# REQUIREMENT
Here are some entries; quote each one exactly.

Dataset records
•••

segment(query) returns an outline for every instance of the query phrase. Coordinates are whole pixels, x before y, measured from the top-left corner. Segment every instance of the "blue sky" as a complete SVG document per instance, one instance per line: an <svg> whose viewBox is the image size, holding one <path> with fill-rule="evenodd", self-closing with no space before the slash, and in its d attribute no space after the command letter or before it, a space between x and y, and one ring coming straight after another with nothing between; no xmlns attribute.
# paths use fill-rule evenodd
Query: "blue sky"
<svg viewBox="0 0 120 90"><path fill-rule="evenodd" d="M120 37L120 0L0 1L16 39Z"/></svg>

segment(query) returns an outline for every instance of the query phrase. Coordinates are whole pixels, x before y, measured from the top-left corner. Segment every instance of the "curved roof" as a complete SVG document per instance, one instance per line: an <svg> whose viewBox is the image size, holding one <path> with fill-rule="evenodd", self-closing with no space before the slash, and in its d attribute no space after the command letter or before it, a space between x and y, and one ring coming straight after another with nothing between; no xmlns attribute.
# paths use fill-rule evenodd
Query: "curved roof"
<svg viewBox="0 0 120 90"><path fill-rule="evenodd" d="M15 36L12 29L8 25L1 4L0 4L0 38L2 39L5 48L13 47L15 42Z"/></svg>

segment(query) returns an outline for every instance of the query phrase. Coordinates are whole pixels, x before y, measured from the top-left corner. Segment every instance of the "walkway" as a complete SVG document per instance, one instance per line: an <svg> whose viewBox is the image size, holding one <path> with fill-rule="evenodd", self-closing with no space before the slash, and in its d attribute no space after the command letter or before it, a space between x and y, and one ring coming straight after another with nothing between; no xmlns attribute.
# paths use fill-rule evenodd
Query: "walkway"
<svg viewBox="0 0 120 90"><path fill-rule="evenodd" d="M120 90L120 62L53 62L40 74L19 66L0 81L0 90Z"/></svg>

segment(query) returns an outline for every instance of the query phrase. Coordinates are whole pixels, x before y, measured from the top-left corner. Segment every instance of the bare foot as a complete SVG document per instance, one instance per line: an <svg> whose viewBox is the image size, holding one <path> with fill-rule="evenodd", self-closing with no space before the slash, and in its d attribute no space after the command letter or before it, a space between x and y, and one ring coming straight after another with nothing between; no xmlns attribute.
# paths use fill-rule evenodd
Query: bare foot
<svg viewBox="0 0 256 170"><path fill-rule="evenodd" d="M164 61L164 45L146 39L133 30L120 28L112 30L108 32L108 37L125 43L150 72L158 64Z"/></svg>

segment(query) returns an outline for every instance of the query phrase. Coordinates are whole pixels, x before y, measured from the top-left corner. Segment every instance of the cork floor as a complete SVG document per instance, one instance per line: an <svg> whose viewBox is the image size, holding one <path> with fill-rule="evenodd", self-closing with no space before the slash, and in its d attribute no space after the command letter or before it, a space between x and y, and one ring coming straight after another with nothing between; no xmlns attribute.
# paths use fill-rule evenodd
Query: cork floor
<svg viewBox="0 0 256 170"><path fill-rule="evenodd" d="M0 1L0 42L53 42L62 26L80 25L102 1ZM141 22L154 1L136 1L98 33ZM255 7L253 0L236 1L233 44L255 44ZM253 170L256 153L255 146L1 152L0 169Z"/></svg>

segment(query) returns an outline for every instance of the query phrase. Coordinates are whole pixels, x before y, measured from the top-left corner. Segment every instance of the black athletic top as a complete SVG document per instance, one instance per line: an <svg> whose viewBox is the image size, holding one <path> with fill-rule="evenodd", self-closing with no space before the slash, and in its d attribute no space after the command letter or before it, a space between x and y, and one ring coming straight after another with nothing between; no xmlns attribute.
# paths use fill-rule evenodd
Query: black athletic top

•••

# SOLUTION TO THIS EXERCISE
segment(query) returns an outline for every instance of the query phrase. Coordinates are whole pixels, x before y, measured from the top-left corner. Segment every instance of the "blue sky" as a complete SVG document per instance, one instance per line: an <svg> whose viewBox is the image size, holding one <path> with fill-rule="evenodd", self-closing with no space before the slash, and in its d attribute no space after the command letter or before it, a space between x and y, and one ring coming straight after another with nothing between; no xmlns attribute.
# paths use fill-rule evenodd
Query: "blue sky"
<svg viewBox="0 0 120 90"><path fill-rule="evenodd" d="M120 37L120 0L0 1L16 39Z"/></svg>

segment(query) returns an outline for every instance of the query phrase. Coordinates are whole pixels, x before y, measured from the top-left corner. Segment every instance of the "curved roof" as a complete SVG document per instance, one instance per line: an <svg> whose viewBox is the image size, holding one <path> with fill-rule="evenodd", self-closing with no space before the slash, and in its d attribute no space after the command letter or before it, a space between x and y, and one ring coming straight after another with nothing between; no xmlns attribute.
# paths use fill-rule evenodd
Query: "curved roof"
<svg viewBox="0 0 120 90"><path fill-rule="evenodd" d="M15 36L12 29L8 25L1 4L0 4L0 38L2 39L5 48L13 47L15 42Z"/></svg>

segment(query) returns an outline for every instance of the query phrase. Coordinates are whole pixels, x before y, measured from the top-left corner. Segment every instance of the "walkway" as a complete SVG document per instance, one instance per line: an <svg> whose viewBox is the image size, holding one <path> with fill-rule="evenodd", self-closing with no space before the slash, and in its d attribute no space after the command letter or before it, a space between x and y, and one ring coming straight after another with nothing between; no xmlns attribute.
# paths use fill-rule evenodd
Query: "walkway"
<svg viewBox="0 0 120 90"><path fill-rule="evenodd" d="M120 90L120 62L53 62L40 74L19 66L0 81L0 90Z"/></svg>

segment(query) returns an outline for every instance of the query phrase. Coordinates are whole pixels, x before y, measured from the top-left corner. Segment every instance of the bare foot as a complete SVG document per instance, one instance per line: an <svg> whose viewBox is the image size, holding one <path> with fill-rule="evenodd", self-closing with no space before the slash, and in its d attribute no space after the command letter or before it, a space between x and y, and one ring coming straight after another with nothing between; no xmlns attribute.
# paths use fill-rule evenodd
Query: bare foot
<svg viewBox="0 0 256 170"><path fill-rule="evenodd" d="M164 61L164 45L146 39L133 30L120 28L112 30L108 32L108 37L125 43L150 72L158 64Z"/></svg>

segment(query) returns an outline for every instance of the query phrase. Coordinates are whole pixels, x before y, measured from the top-left corner. Segment every instance of the cork floor as a complete SVG document per instance, one instance per line: an <svg> whose viewBox is the image size, holding one <path> with fill-rule="evenodd", self-closing with no space before the slash, and in its d attribute no space after the command letter or before it, a space between x and y, and one ring coming straight after another with nothing between; no xmlns attribute.
# paths use fill-rule evenodd
Query: cork floor
<svg viewBox="0 0 256 170"><path fill-rule="evenodd" d="M0 1L0 42L53 42L62 26L80 25L102 1ZM141 22L154 1L136 1L98 33ZM255 7L253 0L236 1L233 44L255 44ZM253 170L256 153L255 146L1 152L0 169Z"/></svg>

segment(query) returns an outline for every instance of the query phrase. Coordinates are whole pixels, x before y, measured from the top-left corner. Segment every instance of the black athletic top as a complete SVG document per instance, one instance per line: an <svg> whose viewBox is the image size, holding one <path> with fill-rule="evenodd", self-closing with no space before the slash, and in its d attribute no space after the command letter or before it, a space between x and y, and one ring coming straight after another with nothing between; no xmlns attribute.
# paths use fill-rule evenodd
Query: black athletic top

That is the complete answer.